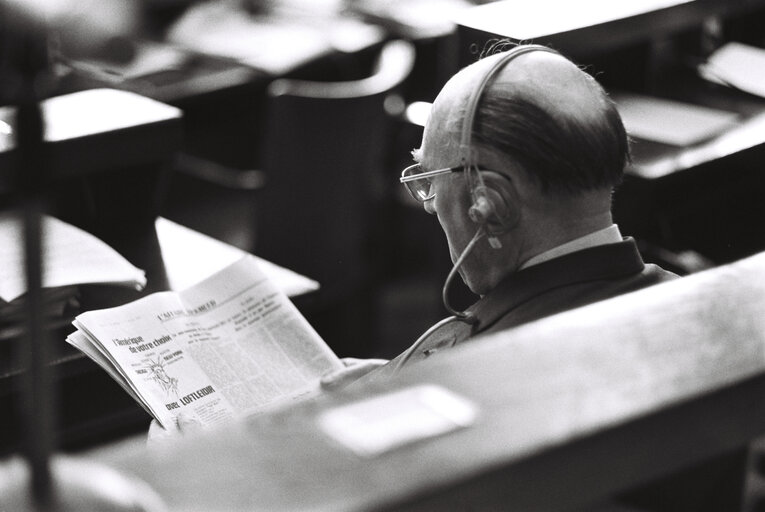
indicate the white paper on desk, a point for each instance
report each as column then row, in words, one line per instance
column 671, row 122
column 71, row 256
column 739, row 65
column 379, row 424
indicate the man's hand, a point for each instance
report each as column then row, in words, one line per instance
column 183, row 424
column 354, row 369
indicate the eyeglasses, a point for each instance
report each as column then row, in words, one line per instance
column 419, row 183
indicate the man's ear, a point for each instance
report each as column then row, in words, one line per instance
column 498, row 203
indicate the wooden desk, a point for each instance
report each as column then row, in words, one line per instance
column 706, row 196
column 216, row 61
column 571, row 409
column 94, row 409
column 589, row 29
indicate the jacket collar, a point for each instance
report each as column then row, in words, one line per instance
column 600, row 262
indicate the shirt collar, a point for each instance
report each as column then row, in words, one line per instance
column 609, row 235
column 605, row 261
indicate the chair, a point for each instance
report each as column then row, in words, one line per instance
column 324, row 155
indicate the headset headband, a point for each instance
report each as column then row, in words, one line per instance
column 472, row 104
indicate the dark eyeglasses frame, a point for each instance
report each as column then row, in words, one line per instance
column 406, row 180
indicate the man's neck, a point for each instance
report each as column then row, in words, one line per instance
column 607, row 235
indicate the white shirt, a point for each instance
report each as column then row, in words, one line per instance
column 609, row 235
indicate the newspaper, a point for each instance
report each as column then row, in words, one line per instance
column 227, row 347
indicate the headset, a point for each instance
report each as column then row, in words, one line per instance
column 489, row 209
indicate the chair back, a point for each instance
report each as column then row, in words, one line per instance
column 324, row 154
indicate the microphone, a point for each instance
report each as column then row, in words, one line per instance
column 462, row 315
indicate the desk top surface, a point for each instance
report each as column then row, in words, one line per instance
column 569, row 410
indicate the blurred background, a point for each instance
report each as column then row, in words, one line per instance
column 298, row 116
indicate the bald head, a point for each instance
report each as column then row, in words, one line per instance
column 546, row 115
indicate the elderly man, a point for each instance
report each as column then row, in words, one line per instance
column 518, row 162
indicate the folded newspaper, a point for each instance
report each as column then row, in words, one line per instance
column 227, row 347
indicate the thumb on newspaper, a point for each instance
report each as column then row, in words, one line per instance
column 183, row 423
column 354, row 369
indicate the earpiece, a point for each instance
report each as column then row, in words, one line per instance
column 489, row 209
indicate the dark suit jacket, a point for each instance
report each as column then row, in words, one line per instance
column 569, row 281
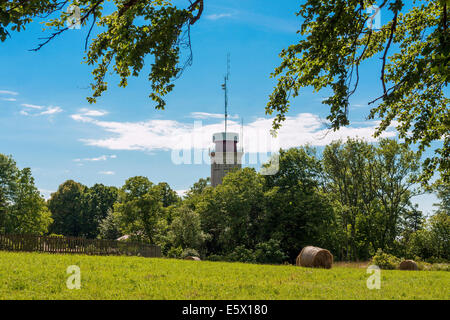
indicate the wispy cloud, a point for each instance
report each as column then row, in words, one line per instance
column 32, row 106
column 92, row 112
column 51, row 110
column 206, row 115
column 154, row 135
column 32, row 110
column 217, row 16
column 13, row 93
column 101, row 158
column 85, row 114
column 108, row 173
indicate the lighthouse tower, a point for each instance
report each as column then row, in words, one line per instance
column 225, row 156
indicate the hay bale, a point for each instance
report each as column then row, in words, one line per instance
column 192, row 258
column 314, row 257
column 408, row 265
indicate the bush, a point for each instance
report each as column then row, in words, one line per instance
column 385, row 261
column 270, row 252
column 189, row 252
column 175, row 252
column 242, row 254
column 216, row 257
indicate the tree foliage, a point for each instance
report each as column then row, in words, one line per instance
column 336, row 40
column 22, row 208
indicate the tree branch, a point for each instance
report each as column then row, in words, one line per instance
column 82, row 19
column 391, row 36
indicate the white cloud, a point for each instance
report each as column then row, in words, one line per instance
column 101, row 158
column 13, row 93
column 153, row 135
column 108, row 173
column 32, row 106
column 84, row 114
column 51, row 110
column 206, row 115
column 92, row 112
column 218, row 16
column 46, row 110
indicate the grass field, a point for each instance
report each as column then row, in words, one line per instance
column 43, row 276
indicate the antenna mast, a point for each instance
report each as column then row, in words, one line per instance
column 225, row 87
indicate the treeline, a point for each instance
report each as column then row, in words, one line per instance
column 353, row 199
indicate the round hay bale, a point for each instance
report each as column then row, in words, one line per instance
column 314, row 257
column 192, row 258
column 408, row 265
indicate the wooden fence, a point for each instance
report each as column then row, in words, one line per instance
column 77, row 245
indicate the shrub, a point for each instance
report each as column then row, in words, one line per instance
column 242, row 254
column 175, row 252
column 216, row 257
column 385, row 260
column 189, row 252
column 270, row 252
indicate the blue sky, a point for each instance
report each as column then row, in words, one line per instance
column 47, row 124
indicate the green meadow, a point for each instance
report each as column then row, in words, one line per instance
column 44, row 276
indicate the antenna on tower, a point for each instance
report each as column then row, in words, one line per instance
column 225, row 87
column 242, row 134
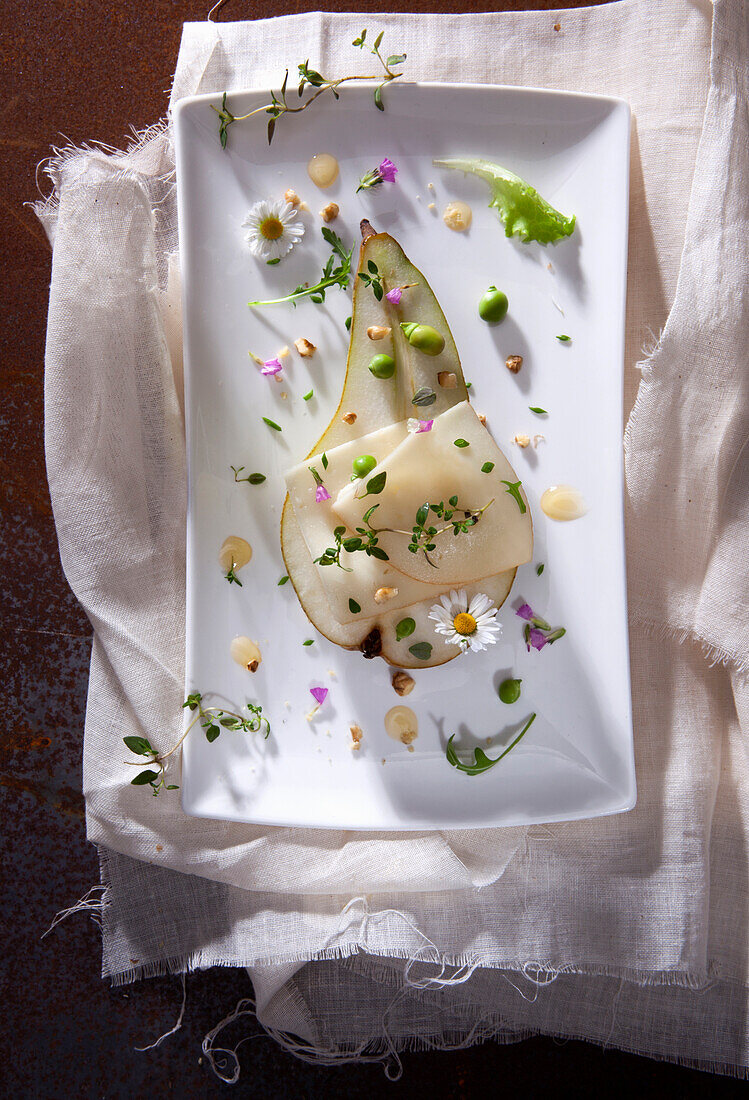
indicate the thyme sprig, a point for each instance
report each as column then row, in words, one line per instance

———

Reproduce the records word for word, starting at the beginning and going on through the line with "column 600, row 262". Include that line, and leave out the pictures.

indicate the white paper on desk, a point for each instance
report each as column then row, in words, one line per instance
column 671, row 122
column 71, row 256
column 739, row 65
column 379, row 424
indicate the man's hand, a point for each instance
report each as column then row, in words, one line per instance
column 183, row 424
column 354, row 369
indicate the eyeglasses, a point for each instance
report each as column then row, in words, one line per instance
column 419, row 183
indicate the man's ear, a point for each instance
report each as column then row, in words, one line per instance
column 498, row 203
indicate the wooden desk, a point for each instance
report each as column then row, in words, one line per instance
column 706, row 196
column 216, row 61
column 571, row 409
column 94, row 409
column 589, row 29
indicate the jacket collar, a point for each instance
report each as column then row, in words, one line per instance
column 600, row 262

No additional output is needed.